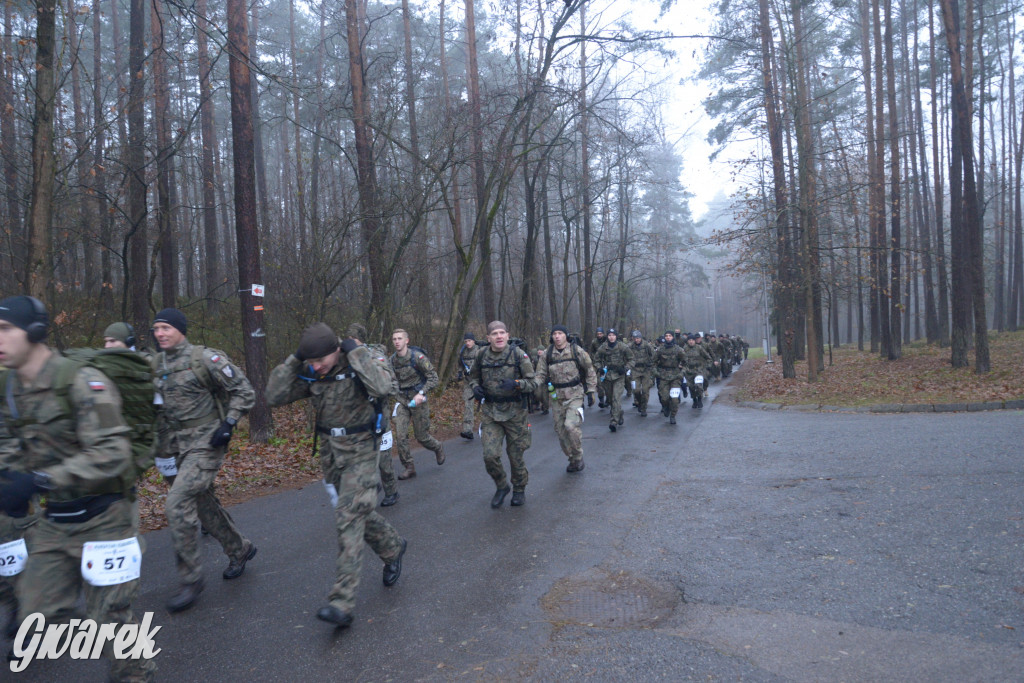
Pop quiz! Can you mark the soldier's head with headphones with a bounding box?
[0,295,50,369]
[103,322,137,350]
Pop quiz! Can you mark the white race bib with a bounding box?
[631,381,636,390]
[669,388,681,399]
[695,375,705,385]
[577,407,585,423]
[81,538,142,586]
[379,431,393,451]
[154,457,178,477]
[0,539,28,577]
[153,392,164,405]
[392,403,399,417]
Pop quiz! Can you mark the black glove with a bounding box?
[587,392,595,407]
[340,338,359,354]
[0,470,39,518]
[498,378,517,392]
[472,385,486,401]
[209,420,236,448]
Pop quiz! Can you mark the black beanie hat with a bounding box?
[463,332,476,340]
[153,308,187,335]
[551,324,569,335]
[298,323,340,360]
[0,296,45,333]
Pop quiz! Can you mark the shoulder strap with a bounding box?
[3,370,17,421]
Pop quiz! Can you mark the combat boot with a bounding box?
[460,431,474,440]
[383,539,407,586]
[398,466,417,480]
[380,492,399,507]
[166,579,204,613]
[223,541,258,579]
[510,491,526,506]
[669,415,676,424]
[434,445,446,465]
[490,485,511,508]
[316,605,353,628]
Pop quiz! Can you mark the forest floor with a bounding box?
[733,328,1024,407]
[137,380,471,532]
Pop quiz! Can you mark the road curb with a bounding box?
[736,398,1024,414]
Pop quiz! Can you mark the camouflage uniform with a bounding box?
[533,348,550,414]
[389,348,442,472]
[629,339,657,415]
[0,352,155,681]
[153,341,255,586]
[588,334,606,406]
[468,345,537,494]
[458,343,482,434]
[594,341,634,428]
[534,343,597,467]
[266,345,404,615]
[683,342,714,403]
[719,337,734,377]
[361,343,400,498]
[705,337,722,379]
[653,341,687,418]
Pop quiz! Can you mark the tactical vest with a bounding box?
[477,346,523,402]
[545,343,585,388]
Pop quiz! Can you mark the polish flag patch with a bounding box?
[211,355,221,362]
[88,381,106,391]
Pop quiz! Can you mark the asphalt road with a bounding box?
[14,368,1024,681]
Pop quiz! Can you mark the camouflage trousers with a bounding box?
[321,434,403,612]
[684,371,706,400]
[461,383,478,433]
[165,436,250,585]
[392,400,441,469]
[377,442,398,497]
[18,499,156,682]
[481,411,531,492]
[604,376,626,424]
[552,396,584,463]
[657,376,684,417]
[0,511,35,624]
[631,370,654,412]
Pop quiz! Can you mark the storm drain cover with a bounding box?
[541,567,680,628]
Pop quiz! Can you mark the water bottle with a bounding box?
[548,382,557,401]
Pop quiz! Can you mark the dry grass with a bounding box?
[735,329,1024,407]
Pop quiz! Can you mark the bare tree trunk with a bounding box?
[579,3,594,340]
[226,0,272,440]
[126,0,148,329]
[289,0,307,270]
[68,0,98,298]
[464,0,495,321]
[25,0,58,299]
[152,0,177,308]
[344,0,388,331]
[1,3,20,290]
[249,2,271,238]
[91,0,113,312]
[931,3,951,345]
[196,0,220,311]
[884,0,901,358]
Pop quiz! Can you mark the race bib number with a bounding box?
[0,539,28,577]
[379,431,393,451]
[81,538,142,586]
[154,457,178,477]
[669,388,681,399]
[695,375,705,385]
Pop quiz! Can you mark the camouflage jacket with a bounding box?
[629,340,657,371]
[683,343,714,373]
[653,342,686,380]
[468,344,537,421]
[390,348,439,397]
[0,351,131,502]
[595,341,635,380]
[588,336,605,358]
[266,345,397,444]
[152,340,255,432]
[457,344,482,381]
[534,343,597,402]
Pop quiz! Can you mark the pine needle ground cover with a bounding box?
[736,329,1024,408]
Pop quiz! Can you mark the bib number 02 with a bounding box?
[0,539,28,577]
[81,538,142,586]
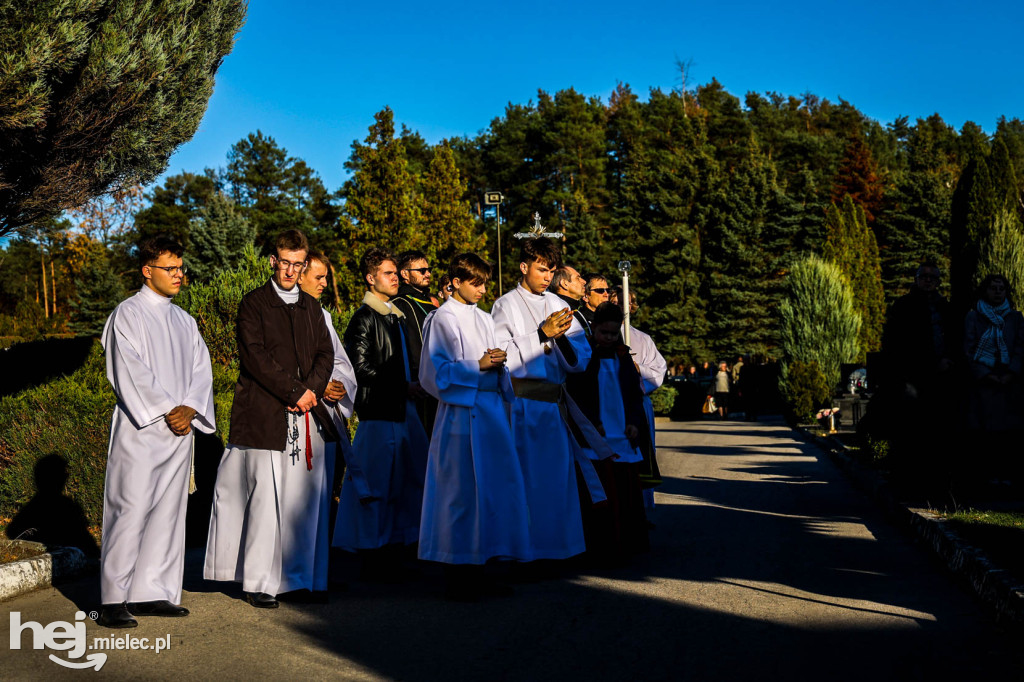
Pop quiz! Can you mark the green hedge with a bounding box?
[650,385,677,415]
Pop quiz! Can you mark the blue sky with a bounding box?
[163,0,1024,193]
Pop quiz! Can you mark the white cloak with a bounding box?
[491,284,592,560]
[203,413,330,595]
[417,298,530,564]
[322,308,358,501]
[625,324,666,509]
[100,285,216,605]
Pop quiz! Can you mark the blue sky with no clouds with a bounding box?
[163,0,1024,192]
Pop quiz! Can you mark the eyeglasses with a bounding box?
[273,257,307,272]
[148,265,187,276]
[406,267,431,274]
[589,288,610,294]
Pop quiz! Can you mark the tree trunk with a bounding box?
[41,252,49,318]
[50,260,57,314]
[328,262,341,308]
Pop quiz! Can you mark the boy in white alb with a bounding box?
[418,253,530,599]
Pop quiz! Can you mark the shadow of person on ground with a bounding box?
[0,336,95,397]
[5,453,99,557]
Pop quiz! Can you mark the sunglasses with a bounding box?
[589,288,610,294]
[406,267,431,274]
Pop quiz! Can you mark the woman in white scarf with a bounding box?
[964,274,1024,437]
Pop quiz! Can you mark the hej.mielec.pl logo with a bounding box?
[9,610,174,671]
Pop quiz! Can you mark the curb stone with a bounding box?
[794,426,1024,626]
[0,540,89,602]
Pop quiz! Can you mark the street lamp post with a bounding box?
[618,260,631,346]
[484,191,504,295]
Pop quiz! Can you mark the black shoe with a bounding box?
[245,592,279,609]
[128,600,189,617]
[97,603,138,629]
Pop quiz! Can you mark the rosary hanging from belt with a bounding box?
[288,412,301,465]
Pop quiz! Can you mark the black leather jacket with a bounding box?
[344,299,410,422]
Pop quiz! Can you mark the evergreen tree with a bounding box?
[977,208,1024,296]
[821,196,885,358]
[342,107,419,255]
[831,134,885,224]
[417,142,484,267]
[0,0,245,238]
[225,131,315,246]
[133,171,219,248]
[186,192,257,283]
[69,242,128,337]
[779,255,861,399]
[607,87,707,361]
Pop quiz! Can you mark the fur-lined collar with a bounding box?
[362,291,405,318]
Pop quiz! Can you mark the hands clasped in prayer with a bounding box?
[479,348,507,371]
[165,405,197,436]
[540,308,573,339]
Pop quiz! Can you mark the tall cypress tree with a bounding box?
[779,254,862,397]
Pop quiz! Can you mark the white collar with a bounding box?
[139,284,172,306]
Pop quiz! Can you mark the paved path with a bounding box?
[3,418,1022,680]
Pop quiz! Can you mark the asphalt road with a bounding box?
[3,417,1022,680]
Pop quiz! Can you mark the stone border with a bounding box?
[796,426,1024,625]
[0,540,89,602]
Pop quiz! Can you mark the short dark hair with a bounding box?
[519,237,561,269]
[437,274,452,293]
[583,273,607,292]
[977,273,1013,304]
[138,235,184,269]
[593,301,624,326]
[275,229,309,256]
[396,249,427,273]
[549,266,574,293]
[307,248,331,271]
[449,253,491,285]
[916,262,941,278]
[360,247,395,280]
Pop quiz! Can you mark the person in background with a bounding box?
[711,361,731,419]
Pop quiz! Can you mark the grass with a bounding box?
[0,537,45,564]
[941,509,1024,585]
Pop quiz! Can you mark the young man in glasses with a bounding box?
[205,229,339,609]
[97,236,216,628]
[392,249,437,434]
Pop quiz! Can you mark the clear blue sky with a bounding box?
[163,0,1024,193]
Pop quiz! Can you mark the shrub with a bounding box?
[782,360,831,423]
[650,385,677,415]
[779,255,861,413]
[176,244,271,366]
[0,342,113,536]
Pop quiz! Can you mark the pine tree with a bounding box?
[0,0,245,238]
[822,196,885,358]
[779,255,862,399]
[417,142,484,267]
[342,107,420,255]
[607,87,707,362]
[69,242,128,337]
[133,171,218,248]
[225,131,314,247]
[186,192,257,283]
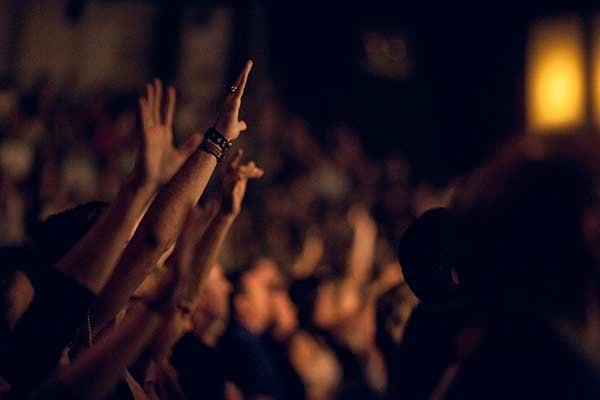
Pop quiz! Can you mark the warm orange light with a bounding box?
[527,17,585,133]
[593,15,600,129]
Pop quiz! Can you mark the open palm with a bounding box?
[138,79,202,185]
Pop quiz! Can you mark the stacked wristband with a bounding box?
[201,127,233,162]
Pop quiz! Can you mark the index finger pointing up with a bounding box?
[231,60,253,99]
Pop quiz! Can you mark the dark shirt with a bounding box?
[171,333,226,399]
[1,269,95,399]
[26,376,79,400]
[219,321,283,399]
[444,316,600,400]
[387,303,466,400]
[104,379,136,400]
[264,335,305,400]
[321,332,379,400]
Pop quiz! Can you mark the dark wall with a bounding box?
[264,1,598,183]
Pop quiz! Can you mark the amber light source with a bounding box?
[527,16,585,133]
[592,15,600,129]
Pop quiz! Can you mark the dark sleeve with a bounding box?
[387,305,458,400]
[1,269,95,399]
[219,332,278,398]
[171,335,226,400]
[26,376,80,400]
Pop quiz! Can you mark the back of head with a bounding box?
[397,208,461,307]
[450,134,600,322]
[31,201,108,269]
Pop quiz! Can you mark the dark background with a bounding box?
[8,0,600,183]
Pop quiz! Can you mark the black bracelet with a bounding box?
[205,127,232,150]
[201,140,224,162]
[200,127,232,162]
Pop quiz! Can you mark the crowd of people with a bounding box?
[0,56,599,400]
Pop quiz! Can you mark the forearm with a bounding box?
[55,177,156,294]
[181,210,236,305]
[59,302,164,400]
[347,231,376,284]
[91,148,218,332]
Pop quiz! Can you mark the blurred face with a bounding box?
[235,258,280,334]
[193,264,232,328]
[313,281,361,330]
[272,289,298,340]
[3,271,34,330]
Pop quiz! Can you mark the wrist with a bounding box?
[200,127,233,163]
[214,121,236,141]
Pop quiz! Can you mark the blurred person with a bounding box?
[387,207,479,400]
[287,204,389,399]
[170,263,233,399]
[0,201,107,399]
[89,60,253,336]
[288,277,343,399]
[27,227,195,400]
[289,272,388,399]
[438,135,600,399]
[166,149,263,400]
[264,273,306,400]
[1,60,254,399]
[219,256,285,399]
[375,282,418,376]
[89,63,255,399]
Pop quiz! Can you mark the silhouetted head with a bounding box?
[31,201,108,268]
[397,208,461,307]
[450,135,600,323]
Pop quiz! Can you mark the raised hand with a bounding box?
[214,60,253,141]
[347,205,378,284]
[221,149,263,216]
[292,228,324,279]
[137,79,202,185]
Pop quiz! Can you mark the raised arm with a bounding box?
[1,78,207,400]
[346,205,377,285]
[90,61,253,333]
[178,149,263,307]
[54,79,202,295]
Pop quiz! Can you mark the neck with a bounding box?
[236,313,264,335]
[192,312,224,347]
[198,320,225,347]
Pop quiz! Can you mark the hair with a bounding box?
[397,207,461,306]
[226,257,264,318]
[31,201,108,269]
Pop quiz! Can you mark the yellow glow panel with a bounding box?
[593,15,600,129]
[527,17,585,133]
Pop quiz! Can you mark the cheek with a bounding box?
[6,274,35,330]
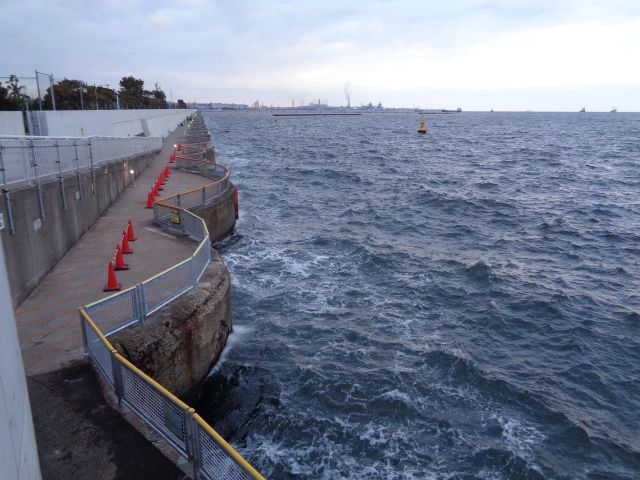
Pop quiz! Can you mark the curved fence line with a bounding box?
[78,114,264,480]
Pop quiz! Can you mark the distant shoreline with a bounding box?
[272,113,363,117]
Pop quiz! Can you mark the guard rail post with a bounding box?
[29,140,46,220]
[78,311,89,355]
[201,186,206,205]
[73,140,83,199]
[110,350,124,408]
[0,146,16,234]
[55,142,67,210]
[185,410,203,480]
[89,138,96,193]
[189,255,197,287]
[135,284,147,325]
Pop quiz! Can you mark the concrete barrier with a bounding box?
[0,112,26,135]
[1,151,156,307]
[0,110,195,137]
[0,245,42,480]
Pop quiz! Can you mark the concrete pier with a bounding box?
[15,127,210,376]
[12,125,228,479]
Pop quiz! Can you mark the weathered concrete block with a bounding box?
[110,250,231,400]
[191,184,236,242]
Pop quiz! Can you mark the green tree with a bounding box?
[147,86,167,108]
[0,75,28,110]
[42,79,84,110]
[119,76,144,108]
[93,85,117,109]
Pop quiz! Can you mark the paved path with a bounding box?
[28,362,188,480]
[15,127,211,376]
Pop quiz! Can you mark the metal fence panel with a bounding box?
[182,211,205,240]
[119,361,189,455]
[84,288,139,335]
[83,318,115,386]
[0,135,162,185]
[192,242,211,280]
[0,139,31,183]
[142,260,193,315]
[197,424,252,480]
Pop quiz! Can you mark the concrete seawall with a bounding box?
[1,149,158,307]
[191,182,237,241]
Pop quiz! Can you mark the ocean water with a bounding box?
[195,111,640,479]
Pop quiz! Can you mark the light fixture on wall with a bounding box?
[129,169,135,188]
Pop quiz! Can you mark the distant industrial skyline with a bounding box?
[3,1,639,111]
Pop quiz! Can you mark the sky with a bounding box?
[2,0,640,111]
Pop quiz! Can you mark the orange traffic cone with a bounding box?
[103,261,122,291]
[127,219,137,241]
[146,190,154,208]
[121,230,133,254]
[114,244,129,270]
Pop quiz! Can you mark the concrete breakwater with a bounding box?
[111,250,232,400]
[76,114,263,478]
[7,110,263,478]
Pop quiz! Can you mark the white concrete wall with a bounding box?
[0,112,26,135]
[24,109,194,137]
[0,243,42,480]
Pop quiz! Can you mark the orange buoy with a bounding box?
[418,117,427,134]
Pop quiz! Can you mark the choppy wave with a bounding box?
[197,112,640,479]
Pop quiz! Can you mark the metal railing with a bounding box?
[0,135,162,186]
[78,114,264,480]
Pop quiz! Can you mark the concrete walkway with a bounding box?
[16,127,211,376]
[28,362,188,480]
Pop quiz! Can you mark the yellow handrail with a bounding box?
[193,413,266,480]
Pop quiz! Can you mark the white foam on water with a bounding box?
[206,324,253,377]
[490,413,545,459]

Assignment:
Copying begins at the line that holds "Pop quiz! Can you mark the orange traffic" and ends at the last line of the data above, with both included and each line kept exactly.

Reply:
Pop quiz! Can you mark the orange traffic cone with a bounding box?
[103,261,122,291]
[127,219,137,241]
[146,190,154,208]
[121,230,133,254]
[114,244,129,270]
Pop quiz! Can you mark the concrete breakwater with a bounding box?
[111,250,232,400]
[76,114,263,478]
[7,110,263,478]
Pop quiz! Can you mark the white concrete wall with a bounding box?
[0,112,26,135]
[24,109,194,137]
[0,243,42,480]
Pop quiz! Can you mark the orange buoy with a bounding box?
[418,117,427,134]
Pop quiz! Can you mark the choppy wave with a bounding box?
[197,112,640,479]
Pop quiz! Can you mark the metal railing with a bounding box?
[0,135,162,186]
[78,114,264,480]
Pop quiz! Can you mark the concrete walkway with a bounding box?
[16,127,211,376]
[28,362,188,480]
Pop quiz! Can you mark the yellow handrail with a bounding box?
[193,413,266,480]
Pop quiz! Can you mark the white foam on water with a bounding box?
[206,324,253,377]
[490,413,545,459]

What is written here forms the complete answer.